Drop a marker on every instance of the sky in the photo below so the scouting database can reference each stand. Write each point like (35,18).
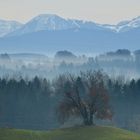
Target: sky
(101,11)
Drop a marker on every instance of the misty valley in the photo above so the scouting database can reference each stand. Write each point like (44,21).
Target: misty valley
(32,86)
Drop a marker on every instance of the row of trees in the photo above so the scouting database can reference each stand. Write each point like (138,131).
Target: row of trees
(37,103)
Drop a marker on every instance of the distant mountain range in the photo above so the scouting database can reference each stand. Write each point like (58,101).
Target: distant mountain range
(51,33)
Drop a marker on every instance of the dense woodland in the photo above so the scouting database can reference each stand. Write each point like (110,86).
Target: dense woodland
(33,103)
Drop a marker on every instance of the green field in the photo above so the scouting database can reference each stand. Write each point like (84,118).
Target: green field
(77,133)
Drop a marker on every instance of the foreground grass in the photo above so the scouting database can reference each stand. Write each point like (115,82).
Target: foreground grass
(79,133)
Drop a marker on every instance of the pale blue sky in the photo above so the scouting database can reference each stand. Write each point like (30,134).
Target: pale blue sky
(102,11)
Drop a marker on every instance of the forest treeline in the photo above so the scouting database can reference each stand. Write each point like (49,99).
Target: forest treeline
(32,103)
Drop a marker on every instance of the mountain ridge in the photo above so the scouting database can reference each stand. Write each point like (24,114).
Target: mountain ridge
(55,22)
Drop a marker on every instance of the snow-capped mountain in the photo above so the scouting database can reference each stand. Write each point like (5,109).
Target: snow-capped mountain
(124,25)
(52,22)
(51,33)
(7,27)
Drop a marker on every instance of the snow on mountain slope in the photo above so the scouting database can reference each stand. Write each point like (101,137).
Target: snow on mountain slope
(124,25)
(8,26)
(52,22)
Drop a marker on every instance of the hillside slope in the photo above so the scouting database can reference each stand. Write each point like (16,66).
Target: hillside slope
(79,133)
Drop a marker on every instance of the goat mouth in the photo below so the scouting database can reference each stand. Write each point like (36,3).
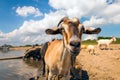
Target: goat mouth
(75,52)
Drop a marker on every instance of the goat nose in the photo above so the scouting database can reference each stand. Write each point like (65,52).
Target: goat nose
(75,44)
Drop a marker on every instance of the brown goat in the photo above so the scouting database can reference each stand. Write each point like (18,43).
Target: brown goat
(61,54)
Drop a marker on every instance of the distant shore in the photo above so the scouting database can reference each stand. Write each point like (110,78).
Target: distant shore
(22,48)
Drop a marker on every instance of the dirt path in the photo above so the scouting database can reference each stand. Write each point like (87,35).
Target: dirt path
(104,65)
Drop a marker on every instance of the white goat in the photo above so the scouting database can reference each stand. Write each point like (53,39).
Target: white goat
(105,42)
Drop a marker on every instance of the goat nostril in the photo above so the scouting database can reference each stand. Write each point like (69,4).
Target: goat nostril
(75,44)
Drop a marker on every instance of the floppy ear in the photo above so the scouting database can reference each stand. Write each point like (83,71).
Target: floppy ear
(92,31)
(53,31)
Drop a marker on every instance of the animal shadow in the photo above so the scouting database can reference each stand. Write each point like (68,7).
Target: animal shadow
(83,77)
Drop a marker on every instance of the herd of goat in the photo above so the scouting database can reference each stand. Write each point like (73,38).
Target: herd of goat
(59,56)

-- -- --

# WHAT NEEDS TO BE DONE:
Please reproduce every line of the records, requests included, starting at the line that contains "Drop a marker on every instance of the white" and ending at the last line of the records. Multiply each answer coordinate by 2.45 and round it to a whole number with halves rounded up, leaving the requests and their sample points unchanged.

# EXERCISE RESULT:
Drop a marker on every instance of the white goat in the photo above so the scouting database can reference each stand. Write each point like (53,39).
Target: white goat
(257,103)
Drop a marker on every instance of the goat nostril in the photo above so the scouting database can reference each stand. Write each point like (69,4).
Target: goat nostril
(184,108)
Drop a marker on every instance of the floppy ear in the photo above so the scouting database can reference each stand. Write each point like (83,71).
Target: floppy ear
(225,76)
(130,76)
Drop a marker on every instance of the animal shadow in the photo above so the scouting database can reference each stand. Write each point like (68,7).
Target: animal shadow
(203,189)
Drop a marker on every instance of the herd of goat in the photo above so the scouting database can reference each stand. Write each point like (73,38).
Target: herd of goat
(145,137)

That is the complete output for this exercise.